(Available records)
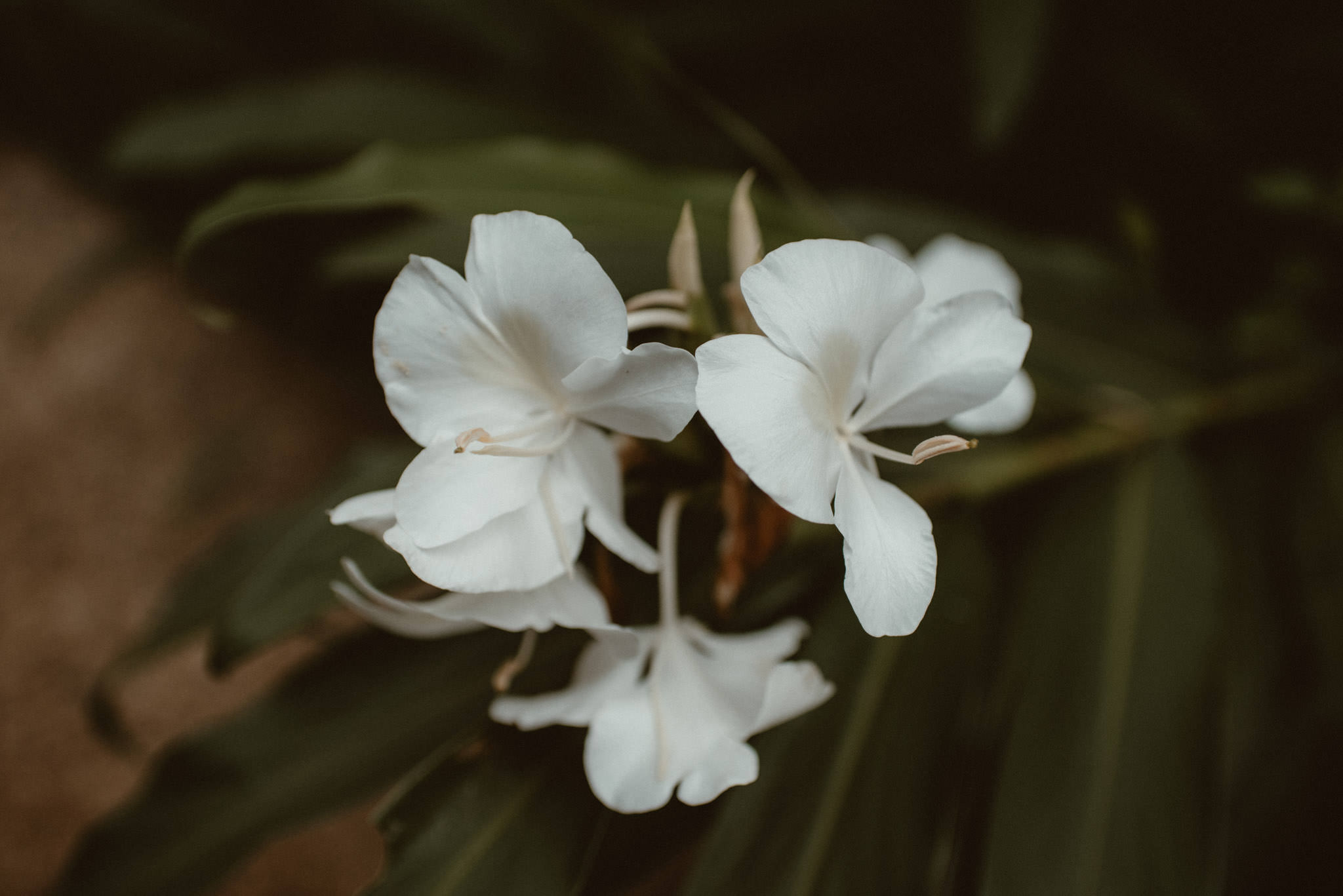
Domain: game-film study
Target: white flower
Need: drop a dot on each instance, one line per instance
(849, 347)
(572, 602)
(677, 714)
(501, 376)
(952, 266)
(End Available records)
(Available records)
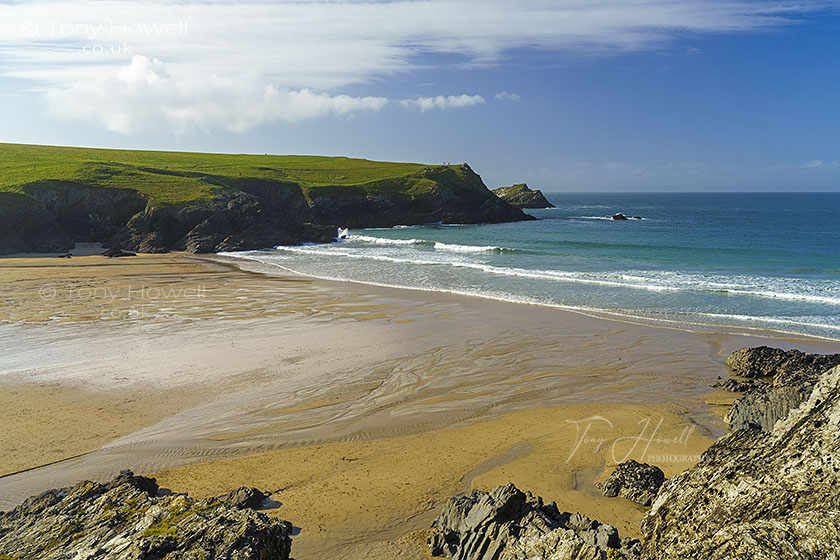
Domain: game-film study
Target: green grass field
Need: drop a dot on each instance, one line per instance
(End Available records)
(Available records)
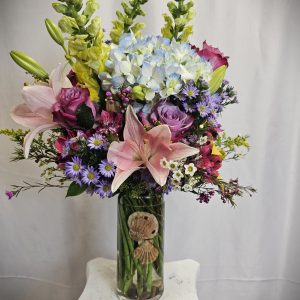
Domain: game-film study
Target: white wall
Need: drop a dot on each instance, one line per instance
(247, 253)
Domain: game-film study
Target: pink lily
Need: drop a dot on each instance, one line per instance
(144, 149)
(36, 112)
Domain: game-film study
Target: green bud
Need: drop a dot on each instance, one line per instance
(End Available records)
**Work instructions:** Where a line of the listing contains the word "green", it counts toward the total; say how many lines that makes, giving the number alone.

**The answer:** 2